## BEGIN Excerpted text

Our application now reads from multiple source topics, but we will only produce test data to the reported-state-events topic in this book (see the source code for a more complete example). To test that our application generates a shutdown signal, we will include one record that contains a wind speed that exceeds our safe operating threshold of 65 mph. The following code shows the test data we will produce, with record keys and values separated by | and timestamps omitted for brevity:

1|{"timestamp": "...", "wind_speed_mph": 40, "power": "ON", "type": "REPORTED"}
1|{"timestamp": "...", "wind_speed_mph": 42, "power": "ON", "type": "REPORTED"}
1|{"timestamp": "...", "wind_speed_mph": 44, "power": "ON", "type": "REPORTED"}
1|{"timestamp": "...", "wind_speed_mph": 68, "power": "ON", "type": "REPORTED"} 1

This sensor data shows a wind speed of 68 mph. When our application sees this record, it should generate a shutdown signal by creating a new TurbineState record, with a desired power state of OFF.

If we produce this test data into the reported-state-events topic and then query our digital twin service, we will see that our Kafka Streams application not only processed the reported states of our windmill, but also produced a desired state record where the power is set to OFF. The following code block shows an example request and response to our REST service:

$ curl localhost:7000/devices/1 | jq '.'

{
  "desired": {
    "timestamp": "2020-11-23T09:02:01.000Z",
    "windSpeedMph": 68,
    "power": "OFF",
    "type": "DESIRED"
  },
  "reported": {
    "timestamp": "2020-11-23T09:02:01.000Z",
    "windSpeedMph": 68,
    "power": "ON",
    "type": "REPORTED"
  }

Now, our wind turbines can query our REST service and synchronize their own state with the desired state that was either captured (via the desired-state-events topic) or enforced (using the high winds processor to send a shutdown signal) by Kafka Streams.

Combining the Processor API with the DSL

We’ve verified that our application works. However, if you look closely at our code, you’ll see that only one of the topology steps requires the low-level access that the Processor API offers. The step I’m referring to is the Digital Twin Processor step (see step 3 in Figure 7-1), which leverages an important feature of the Processor API: the ability to schedule periodic functions.

Since Kafka Streams allows us to combine the Processor API and the DSL, we can easily refactor our application to only use the Processor API for the Digital Twin Processor step, and to use the DSL for everything else. The biggest benefit of performing this kind of refactoring is that other stream processing steps can be simplified. In this tutorial, the High Winds Flatmap Processor offers the biggest opportunity of simplification, but in larger applications, this kind of refactoring reduces complexity on an even greater scale.

## END Excerpted text

**Goals:**
a. In the Kafka Streams text, what wind speed is given as the safe operating threshold?
b. Carry on the Kafka Streams text from its last sentence.

## BEGIN Dataset entries

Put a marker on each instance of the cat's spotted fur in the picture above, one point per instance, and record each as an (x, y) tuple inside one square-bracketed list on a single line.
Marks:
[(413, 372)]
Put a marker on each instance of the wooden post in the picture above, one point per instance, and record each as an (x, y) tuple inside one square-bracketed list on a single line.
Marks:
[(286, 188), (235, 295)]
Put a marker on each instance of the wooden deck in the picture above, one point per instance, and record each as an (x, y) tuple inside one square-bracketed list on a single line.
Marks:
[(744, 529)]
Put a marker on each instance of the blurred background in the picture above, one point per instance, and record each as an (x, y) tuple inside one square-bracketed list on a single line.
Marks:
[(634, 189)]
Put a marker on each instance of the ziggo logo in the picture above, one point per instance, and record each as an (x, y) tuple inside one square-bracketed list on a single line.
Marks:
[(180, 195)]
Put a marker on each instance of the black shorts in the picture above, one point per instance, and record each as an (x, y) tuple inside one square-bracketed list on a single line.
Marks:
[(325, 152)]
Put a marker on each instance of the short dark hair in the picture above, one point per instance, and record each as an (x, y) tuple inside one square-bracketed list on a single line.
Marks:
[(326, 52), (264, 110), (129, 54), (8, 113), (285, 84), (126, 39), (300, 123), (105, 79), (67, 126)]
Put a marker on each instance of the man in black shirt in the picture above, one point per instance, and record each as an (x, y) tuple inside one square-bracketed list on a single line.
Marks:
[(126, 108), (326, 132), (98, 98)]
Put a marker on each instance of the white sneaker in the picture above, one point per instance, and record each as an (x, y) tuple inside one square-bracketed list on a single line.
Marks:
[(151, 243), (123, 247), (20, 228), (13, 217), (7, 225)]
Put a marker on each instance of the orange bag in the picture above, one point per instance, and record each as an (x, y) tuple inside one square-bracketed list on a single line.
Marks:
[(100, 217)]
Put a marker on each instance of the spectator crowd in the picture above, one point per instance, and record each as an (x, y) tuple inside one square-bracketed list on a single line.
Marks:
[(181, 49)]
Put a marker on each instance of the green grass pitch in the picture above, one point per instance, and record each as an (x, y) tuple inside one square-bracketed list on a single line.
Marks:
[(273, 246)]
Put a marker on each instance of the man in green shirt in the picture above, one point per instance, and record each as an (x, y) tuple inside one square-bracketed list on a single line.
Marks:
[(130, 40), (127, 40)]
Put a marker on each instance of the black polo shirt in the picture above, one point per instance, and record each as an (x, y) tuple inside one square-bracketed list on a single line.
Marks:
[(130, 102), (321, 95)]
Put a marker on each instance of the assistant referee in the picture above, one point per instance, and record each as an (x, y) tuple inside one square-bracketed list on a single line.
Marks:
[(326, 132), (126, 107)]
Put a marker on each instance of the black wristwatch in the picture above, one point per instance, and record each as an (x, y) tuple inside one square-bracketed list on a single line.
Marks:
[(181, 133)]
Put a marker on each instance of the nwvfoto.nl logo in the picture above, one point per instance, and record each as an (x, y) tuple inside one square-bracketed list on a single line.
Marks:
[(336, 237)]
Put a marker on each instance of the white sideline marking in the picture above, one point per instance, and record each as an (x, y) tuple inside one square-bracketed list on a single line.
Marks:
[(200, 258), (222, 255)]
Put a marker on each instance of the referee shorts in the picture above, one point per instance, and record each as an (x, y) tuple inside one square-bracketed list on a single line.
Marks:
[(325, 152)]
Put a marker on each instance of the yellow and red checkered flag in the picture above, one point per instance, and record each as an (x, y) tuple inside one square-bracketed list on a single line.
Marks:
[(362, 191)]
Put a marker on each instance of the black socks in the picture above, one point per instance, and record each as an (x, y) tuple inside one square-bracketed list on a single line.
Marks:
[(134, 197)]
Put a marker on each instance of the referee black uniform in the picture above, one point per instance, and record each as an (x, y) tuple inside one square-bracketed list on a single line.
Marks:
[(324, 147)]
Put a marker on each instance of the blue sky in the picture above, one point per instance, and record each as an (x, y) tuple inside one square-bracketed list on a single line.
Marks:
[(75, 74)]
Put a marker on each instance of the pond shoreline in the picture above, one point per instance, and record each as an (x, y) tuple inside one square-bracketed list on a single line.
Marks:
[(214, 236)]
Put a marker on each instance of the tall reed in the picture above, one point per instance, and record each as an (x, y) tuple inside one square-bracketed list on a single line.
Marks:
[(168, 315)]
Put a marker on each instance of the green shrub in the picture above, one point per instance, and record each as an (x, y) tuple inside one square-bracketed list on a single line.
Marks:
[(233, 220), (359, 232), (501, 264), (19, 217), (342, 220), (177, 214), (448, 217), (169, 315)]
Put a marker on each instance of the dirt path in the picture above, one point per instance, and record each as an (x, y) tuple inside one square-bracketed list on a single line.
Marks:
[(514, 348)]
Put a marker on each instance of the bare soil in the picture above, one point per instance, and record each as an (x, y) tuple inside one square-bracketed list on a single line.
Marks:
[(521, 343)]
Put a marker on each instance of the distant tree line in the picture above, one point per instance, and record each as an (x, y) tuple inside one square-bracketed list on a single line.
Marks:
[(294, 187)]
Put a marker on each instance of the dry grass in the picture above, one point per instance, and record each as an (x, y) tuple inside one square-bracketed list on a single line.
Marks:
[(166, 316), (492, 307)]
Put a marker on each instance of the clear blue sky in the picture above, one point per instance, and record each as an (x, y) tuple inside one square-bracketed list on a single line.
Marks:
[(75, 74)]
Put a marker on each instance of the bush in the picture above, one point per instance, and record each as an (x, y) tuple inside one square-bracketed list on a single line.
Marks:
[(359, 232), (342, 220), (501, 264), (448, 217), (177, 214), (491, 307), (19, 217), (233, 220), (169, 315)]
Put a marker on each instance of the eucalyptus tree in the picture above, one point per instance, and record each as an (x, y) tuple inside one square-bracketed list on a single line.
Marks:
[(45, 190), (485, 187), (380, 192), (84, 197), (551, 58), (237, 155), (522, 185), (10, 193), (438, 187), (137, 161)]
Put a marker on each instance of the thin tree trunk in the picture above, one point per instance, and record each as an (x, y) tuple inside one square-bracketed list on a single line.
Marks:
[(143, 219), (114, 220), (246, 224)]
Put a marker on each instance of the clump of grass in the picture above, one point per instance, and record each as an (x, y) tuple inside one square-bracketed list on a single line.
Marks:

## END Dataset entries

**The answers:**
a. 65 mph.

b.
The first two steps in our processor topology (registering the source processors and generating a shutdown signal using a flatMap-like operation) can be refactored using operators we’ve already discussed in this book. Specifically, we can make the following changes:

Processor API

DSL

Topology builder = new Topology();
builder.addSource(
  "Desired State Events",
  Serdes.String().deserializer(),
  JsonSerdes.TurbineState().deserializer(),
  "desired-state-events");
builder.addSource(
  "Reported State Events",
  Serdes.String().deserializer(),
  JsonSerdes.TurbineState().deserializer(),
  "reported-state-events");
builder.addProcessor(
  "High Winds Flatmap Processor",
  HighWindsFlatmapProcessor::new,
  "Reported State Events");

StreamsBuilder builder = new StreamsBuilder();
KStream String, TurbineState ; desiredStateEvents =
  builder.stream("desired-state-events",
    Consumed.with(
      Serdes.String(),
      JsonSerdes.TurbineState()));
KStream   highWinds =
  builder.stream("reported-state-events",
    Consumed.with(
      Serdes.String(),
      JsonSerdes.TurbineState()))
  .flatMapValues((key, reported) -> ... )
  .merge(desiredStateEvents);

As you can see, these changes are pretty straightforward. However, step 3 in our topology actually does require the Processor API, so how do we go about combining the DSL and Processor API in this step? The answer lies in a special set of DSL operators, which we will explore next.

Processors and Transformers

The DSL includes a special set of operators that allow us to use the Processor API whenever we need lower-level access to state stores, record metadata, and processor context (which can be used for scheduling periodic functions, among other things). These special operators are broken into two categories: processors and transformers . The following outlines the distinction between these two groups:

A processor is a terminal operation (meaning it returns void and downstream operators cannot be chained), and the computational logic must be implemented using the Processor interface (which we first discussed in “Adding Stateless Stream Processors”). Processors should be used whenever you need to leverage the Processor API from the DSL, but don’t need to chain any downstream operators. There is currently only one variation of this type of operator, as shown in the following table:

DSL operator Interface to implement Description

process Processor Apply a Processor to each record at a time
Transformers are a more diverse set of operators and can return one or more records (depending on which variation you use), and are therefore more optimal if you need to chain a downstream operator. The variations of the transform operator are shown in Table 7-4.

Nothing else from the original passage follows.